> Tasks for this exercise:
1: In the mailing-list post, how would you render the sentence "Are there cases when it is desirable to point to an older commit on purpose?" in German?
2: In the mailing-list post, what does the passage starting with "HEADS-UP: new server-side" and going on through "if I'm wrong." read like if you swap "example workflows" for "sample workflows"?
3: What does the mailing-list post say, summed up in three sentences?

> Source passage:
HEADS-UP: new server-side validation git hook for submodule updates & call-for-help

Herbert Valerio Riedel hvr at gnu.org
Tue Mar 18 21:32:05 UTC 2014


Hello Johan, 

On 2014-03-18 at 19:17:55 +0100, Johan Tibell wrote:
> Lets give some example workflows for working with submodules. Here's what I
> think a raw (i.e. no sync-all) update to base will look like. Please
> correct me if I'm wrong.
>
> # Step 1:
> cd ~/src/ghc/libraries/base
> # edit some_file
> git add some_file
> git commit -m "Commit to base repo"
> git push  # push update to base to git.haskell.org

'git push' w/o a refspec will only work, if the HEAD isn't detached

you'd rather have to invoke something like 'git push origin
HEAD:ghc-head'[1]  (or have a tracked branch checked out)

> # Step 2
> cd ~/src/ghc
> git add libraries/base
> git commit -m "Have GHC use the new base version"
> git push  # push update to ghc to git.haskell.org
>
> Failure modes include:
>
>  * Forgetting step 2: the ghc repo will point to a slightly older base next
> time someone checks it out. Fixing things when in this state: just perform
> step 2.

that's brings up an interesting question (that was also mentioned on
#ghc already):

Are there cases when it is desirable to point to an older commit on
purpose?

> Supplied information:
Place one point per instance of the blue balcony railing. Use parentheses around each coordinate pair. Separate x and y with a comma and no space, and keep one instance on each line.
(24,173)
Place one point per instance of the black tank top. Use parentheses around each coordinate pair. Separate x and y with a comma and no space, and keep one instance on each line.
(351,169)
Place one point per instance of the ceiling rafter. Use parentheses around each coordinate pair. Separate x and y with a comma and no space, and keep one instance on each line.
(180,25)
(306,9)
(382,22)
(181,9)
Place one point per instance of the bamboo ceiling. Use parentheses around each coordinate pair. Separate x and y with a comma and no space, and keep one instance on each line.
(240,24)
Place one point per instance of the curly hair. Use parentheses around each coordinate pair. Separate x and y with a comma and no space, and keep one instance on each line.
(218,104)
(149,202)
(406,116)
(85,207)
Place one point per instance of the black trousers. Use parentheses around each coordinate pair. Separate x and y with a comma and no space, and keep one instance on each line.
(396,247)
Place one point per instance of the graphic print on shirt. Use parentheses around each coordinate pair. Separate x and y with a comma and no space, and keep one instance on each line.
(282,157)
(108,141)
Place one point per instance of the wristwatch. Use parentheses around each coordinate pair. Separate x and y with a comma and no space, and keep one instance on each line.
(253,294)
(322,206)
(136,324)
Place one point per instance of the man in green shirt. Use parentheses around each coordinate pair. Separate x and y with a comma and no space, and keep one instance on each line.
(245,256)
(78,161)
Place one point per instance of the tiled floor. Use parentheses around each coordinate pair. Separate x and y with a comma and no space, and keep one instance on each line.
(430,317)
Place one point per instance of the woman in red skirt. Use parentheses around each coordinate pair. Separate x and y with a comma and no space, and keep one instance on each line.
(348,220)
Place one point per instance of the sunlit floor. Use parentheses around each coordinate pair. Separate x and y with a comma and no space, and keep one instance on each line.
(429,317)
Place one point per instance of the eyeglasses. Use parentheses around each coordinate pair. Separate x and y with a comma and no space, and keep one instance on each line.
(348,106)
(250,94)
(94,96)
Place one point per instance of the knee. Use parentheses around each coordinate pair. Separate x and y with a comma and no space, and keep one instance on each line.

> Solutions per task:
1: Gibt es Fälle, in denen es wünschenswert ist, absichtlich auf einen älteren Commit zu verweisen?

2:
HEADS-UP: new server-side validation git hook for submodule updates & call-for-help

Herbert Valerio Riedel hvr at gnu.org
Tue Mar 18 21:32:05 UTC 2014


Hello Johan, 

On 2014-03-18 at 19:17:55 +0100, Johan Tibell wrote:
> Lets give some sample workflows for working with submodules. Here's what I
> think a raw (i.e. no sync-all) update to base will look like. Please
> correct me if I'm wrong.

3: Johan Tibell describes a raw update to base without sync-all in two steps: commit and push the change in the base repository, then add libraries/base, commit, and push in the ghc repository. He notes that forgetting the second step leaves the ghc repo pointing to a slightly older base, which is fixed by performing that step. Herbert Valerio Riedel replies that a plain 'git push' works only if HEAD isn't detached, so something like 'git push origin HEAD:ghc-head' is needed, and he asks whether there are cases where pointing to an older commit on purpose is desirable.